▶ _What you will do_
Your answer should consist only of the lines below from the one with "Target: domed tower" through the one with "Could you spot the row", copied exactly.

▶ _Exercise material_
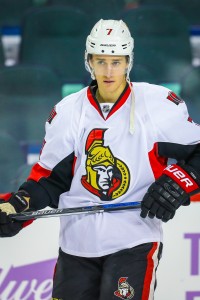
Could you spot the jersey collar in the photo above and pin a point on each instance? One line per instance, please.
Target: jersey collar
(91, 91)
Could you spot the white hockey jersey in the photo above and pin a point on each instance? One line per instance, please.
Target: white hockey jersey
(110, 164)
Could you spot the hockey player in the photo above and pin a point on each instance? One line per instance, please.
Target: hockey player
(110, 142)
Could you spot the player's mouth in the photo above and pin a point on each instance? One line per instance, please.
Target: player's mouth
(108, 81)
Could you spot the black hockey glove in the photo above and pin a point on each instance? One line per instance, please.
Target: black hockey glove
(13, 203)
(169, 192)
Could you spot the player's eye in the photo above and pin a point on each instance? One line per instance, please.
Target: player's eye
(100, 62)
(116, 63)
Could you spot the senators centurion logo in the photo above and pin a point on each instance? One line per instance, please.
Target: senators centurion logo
(106, 176)
(125, 291)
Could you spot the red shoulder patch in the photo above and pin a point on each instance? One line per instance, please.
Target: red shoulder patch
(174, 98)
(52, 115)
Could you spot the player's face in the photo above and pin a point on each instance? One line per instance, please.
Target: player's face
(110, 72)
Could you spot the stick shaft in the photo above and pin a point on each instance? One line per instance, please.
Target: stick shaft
(74, 211)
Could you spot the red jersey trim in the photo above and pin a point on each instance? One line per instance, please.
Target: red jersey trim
(73, 165)
(158, 163)
(38, 172)
(149, 272)
(116, 105)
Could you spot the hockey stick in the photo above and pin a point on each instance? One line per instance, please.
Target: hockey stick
(74, 211)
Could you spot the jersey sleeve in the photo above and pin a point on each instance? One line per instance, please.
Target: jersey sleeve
(52, 175)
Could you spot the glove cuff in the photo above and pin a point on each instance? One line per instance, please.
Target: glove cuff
(20, 201)
(183, 177)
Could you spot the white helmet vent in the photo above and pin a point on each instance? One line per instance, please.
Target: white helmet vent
(110, 37)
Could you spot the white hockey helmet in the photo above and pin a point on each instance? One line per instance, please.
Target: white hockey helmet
(110, 37)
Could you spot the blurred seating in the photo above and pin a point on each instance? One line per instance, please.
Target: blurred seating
(95, 9)
(190, 9)
(55, 37)
(2, 57)
(27, 95)
(11, 158)
(161, 41)
(141, 73)
(190, 92)
(11, 12)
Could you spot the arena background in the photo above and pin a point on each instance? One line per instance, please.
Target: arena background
(41, 61)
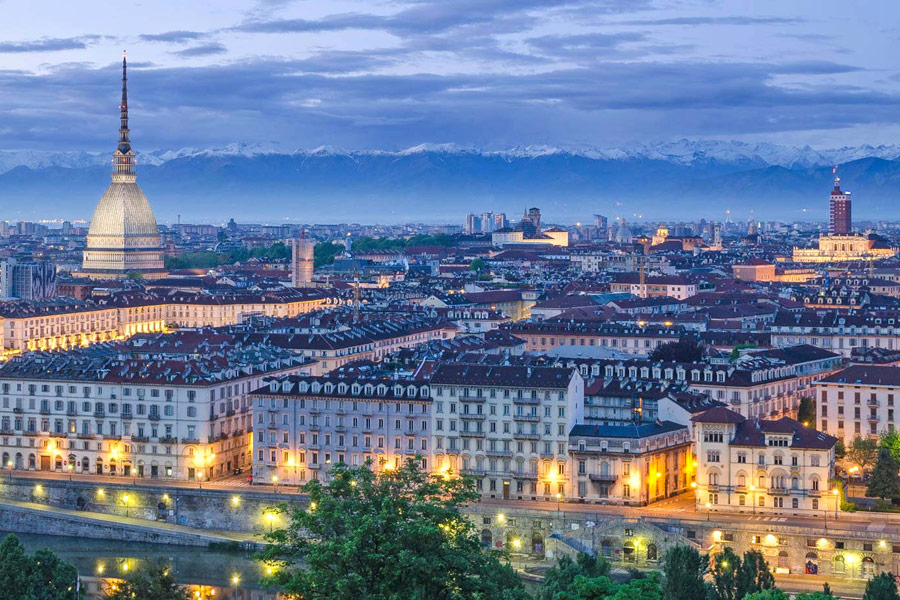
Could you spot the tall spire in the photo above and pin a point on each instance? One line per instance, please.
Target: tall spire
(123, 157)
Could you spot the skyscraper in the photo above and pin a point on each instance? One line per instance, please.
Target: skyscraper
(302, 261)
(123, 237)
(841, 219)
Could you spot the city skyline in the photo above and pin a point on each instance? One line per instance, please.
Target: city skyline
(361, 75)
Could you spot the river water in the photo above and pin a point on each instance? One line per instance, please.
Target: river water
(210, 575)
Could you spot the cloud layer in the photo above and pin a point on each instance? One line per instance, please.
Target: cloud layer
(493, 73)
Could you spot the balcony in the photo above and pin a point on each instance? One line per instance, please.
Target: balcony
(471, 434)
(476, 472)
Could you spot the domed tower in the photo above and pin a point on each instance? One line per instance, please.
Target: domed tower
(123, 238)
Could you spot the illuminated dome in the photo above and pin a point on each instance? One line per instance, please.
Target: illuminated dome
(123, 238)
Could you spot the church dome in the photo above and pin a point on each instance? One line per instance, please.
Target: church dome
(123, 238)
(123, 214)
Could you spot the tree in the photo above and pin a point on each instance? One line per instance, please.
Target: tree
(684, 350)
(754, 574)
(644, 588)
(394, 533)
(770, 594)
(884, 482)
(862, 452)
(41, 576)
(683, 572)
(806, 413)
(881, 587)
(52, 577)
(840, 450)
(561, 577)
(891, 440)
(823, 595)
(725, 570)
(151, 581)
(15, 570)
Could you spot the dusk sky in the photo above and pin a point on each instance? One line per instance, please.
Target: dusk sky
(488, 73)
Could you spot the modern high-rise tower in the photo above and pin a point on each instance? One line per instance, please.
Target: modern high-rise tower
(302, 261)
(841, 222)
(123, 238)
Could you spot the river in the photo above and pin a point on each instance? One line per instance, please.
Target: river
(209, 574)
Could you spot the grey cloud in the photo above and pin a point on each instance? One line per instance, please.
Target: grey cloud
(203, 50)
(736, 20)
(178, 36)
(49, 44)
(300, 103)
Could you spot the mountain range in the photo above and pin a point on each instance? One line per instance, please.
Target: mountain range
(684, 179)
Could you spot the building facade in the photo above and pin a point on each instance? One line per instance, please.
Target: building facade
(761, 466)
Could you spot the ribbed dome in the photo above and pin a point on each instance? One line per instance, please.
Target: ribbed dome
(123, 217)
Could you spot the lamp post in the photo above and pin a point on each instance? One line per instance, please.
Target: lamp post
(753, 497)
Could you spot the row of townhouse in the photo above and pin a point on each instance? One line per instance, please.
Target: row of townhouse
(372, 341)
(766, 383)
(755, 465)
(837, 331)
(631, 339)
(859, 401)
(183, 413)
(517, 430)
(64, 324)
(506, 426)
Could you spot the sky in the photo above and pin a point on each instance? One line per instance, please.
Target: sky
(495, 74)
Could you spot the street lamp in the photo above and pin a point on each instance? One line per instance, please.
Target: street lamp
(753, 497)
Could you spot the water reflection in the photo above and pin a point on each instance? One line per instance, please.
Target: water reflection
(209, 575)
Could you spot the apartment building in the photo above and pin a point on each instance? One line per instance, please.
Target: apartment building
(305, 425)
(629, 338)
(761, 466)
(65, 323)
(507, 426)
(630, 464)
(175, 407)
(859, 401)
(837, 331)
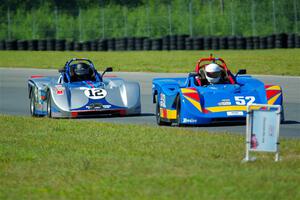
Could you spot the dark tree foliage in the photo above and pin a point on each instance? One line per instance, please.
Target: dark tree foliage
(64, 4)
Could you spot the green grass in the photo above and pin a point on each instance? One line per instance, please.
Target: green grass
(276, 62)
(70, 159)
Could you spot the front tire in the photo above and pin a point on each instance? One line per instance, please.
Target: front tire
(158, 118)
(49, 111)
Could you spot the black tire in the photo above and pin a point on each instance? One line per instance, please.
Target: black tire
(32, 103)
(49, 111)
(158, 118)
(178, 108)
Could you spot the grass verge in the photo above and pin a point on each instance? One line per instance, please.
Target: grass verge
(70, 159)
(275, 61)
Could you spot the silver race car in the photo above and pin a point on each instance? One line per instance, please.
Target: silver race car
(79, 90)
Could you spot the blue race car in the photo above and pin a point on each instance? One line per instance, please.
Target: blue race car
(195, 100)
(79, 90)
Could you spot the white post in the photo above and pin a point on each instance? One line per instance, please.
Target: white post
(148, 20)
(191, 17)
(253, 18)
(125, 20)
(56, 22)
(232, 19)
(295, 16)
(8, 24)
(210, 18)
(170, 18)
(274, 17)
(80, 25)
(277, 158)
(102, 22)
(33, 26)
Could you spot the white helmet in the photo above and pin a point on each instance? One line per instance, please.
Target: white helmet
(213, 73)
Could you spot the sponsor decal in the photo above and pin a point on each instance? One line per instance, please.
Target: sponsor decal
(244, 100)
(95, 93)
(235, 113)
(162, 101)
(59, 89)
(97, 106)
(224, 102)
(187, 120)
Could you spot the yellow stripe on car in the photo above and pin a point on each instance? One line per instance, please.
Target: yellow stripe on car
(274, 87)
(194, 102)
(273, 99)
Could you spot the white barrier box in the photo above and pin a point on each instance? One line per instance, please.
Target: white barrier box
(262, 131)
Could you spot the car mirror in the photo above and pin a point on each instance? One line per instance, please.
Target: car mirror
(62, 70)
(241, 71)
(108, 69)
(193, 74)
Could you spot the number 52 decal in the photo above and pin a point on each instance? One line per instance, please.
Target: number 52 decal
(244, 100)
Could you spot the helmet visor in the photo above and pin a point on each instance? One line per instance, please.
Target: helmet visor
(213, 74)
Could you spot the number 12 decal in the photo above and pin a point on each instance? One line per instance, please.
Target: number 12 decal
(244, 100)
(95, 93)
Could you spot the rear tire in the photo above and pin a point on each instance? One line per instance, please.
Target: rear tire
(178, 108)
(158, 118)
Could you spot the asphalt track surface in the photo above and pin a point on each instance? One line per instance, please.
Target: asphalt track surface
(14, 99)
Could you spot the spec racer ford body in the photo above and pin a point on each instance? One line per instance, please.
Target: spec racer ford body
(79, 90)
(194, 101)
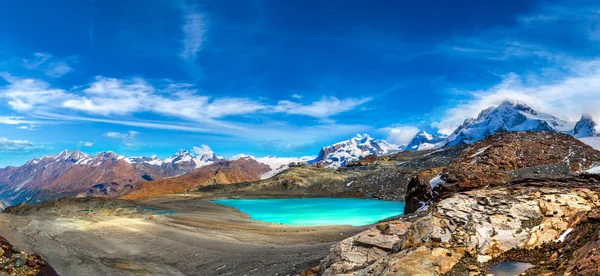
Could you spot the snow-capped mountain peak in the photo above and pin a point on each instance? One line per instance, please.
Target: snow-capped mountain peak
(508, 116)
(205, 154)
(354, 149)
(277, 164)
(425, 141)
(585, 127)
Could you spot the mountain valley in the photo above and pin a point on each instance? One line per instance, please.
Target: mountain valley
(505, 186)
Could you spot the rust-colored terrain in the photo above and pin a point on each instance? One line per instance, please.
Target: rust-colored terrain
(223, 172)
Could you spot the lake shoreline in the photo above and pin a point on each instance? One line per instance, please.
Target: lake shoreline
(201, 237)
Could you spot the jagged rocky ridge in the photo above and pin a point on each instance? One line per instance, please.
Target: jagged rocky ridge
(533, 206)
(13, 261)
(74, 173)
(512, 116)
(356, 148)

▶ _Solution for this task_
Target: domed tower
(123, 238)
Could you spot the illuminated dome in the photo above and pin a point on each instance? One line per instance, please.
Target: illuminated dome
(123, 238)
Could you spot the church dome in the photo above and pin a point on each instance? One line per instance, please.
Target: church dome
(123, 238)
(123, 214)
Could you spot the tree in the photo above and pin a point on each instance? One line per instance, please.
Target: tree
(684, 350)
(754, 574)
(644, 588)
(394, 533)
(770, 594)
(884, 482)
(862, 452)
(41, 576)
(683, 572)
(806, 413)
(881, 587)
(52, 577)
(840, 450)
(561, 577)
(891, 440)
(823, 595)
(725, 570)
(151, 581)
(15, 570)
Could you spot the dusk sky in the photo above and pin a point on each instance? One line per instance, please.
Target: dusk sky
(488, 73)
Could you spot the modern high-rise tower in the photo above and pin a point on each instance? One line per instance, please.
Target: modern high-rise tower
(302, 261)
(841, 222)
(123, 238)
Could you spot the river in the photo above and pin a point on each instance? One line per instance, please.
Target: river
(209, 574)
Could you spot the grey cloud in the photo above and pin a point on each instance? One line per instance, please.
Target: grey cloud
(203, 50)
(736, 20)
(178, 36)
(49, 44)
(300, 103)
Could you spot the mountain range in the photo above and pin a point on each instance? One line per instance, please.
Target: mountain range
(684, 179)
Could you spot the building facade in the photo above and pin a point on each instance? One line per instance, please.
Target: building facade
(761, 466)
Could you spot the ribbed dome in the photo above and pin a point on each instance? One line per instance, please.
Target: ribbed dome
(123, 217)
Could you spot the lamp post in the photo above and pin a point on each instance? One line per instance, please.
Target: lamp post
(753, 497)
Could you spot the row of townhouse in the photo above and pin a point on each instance? One line per instance, please.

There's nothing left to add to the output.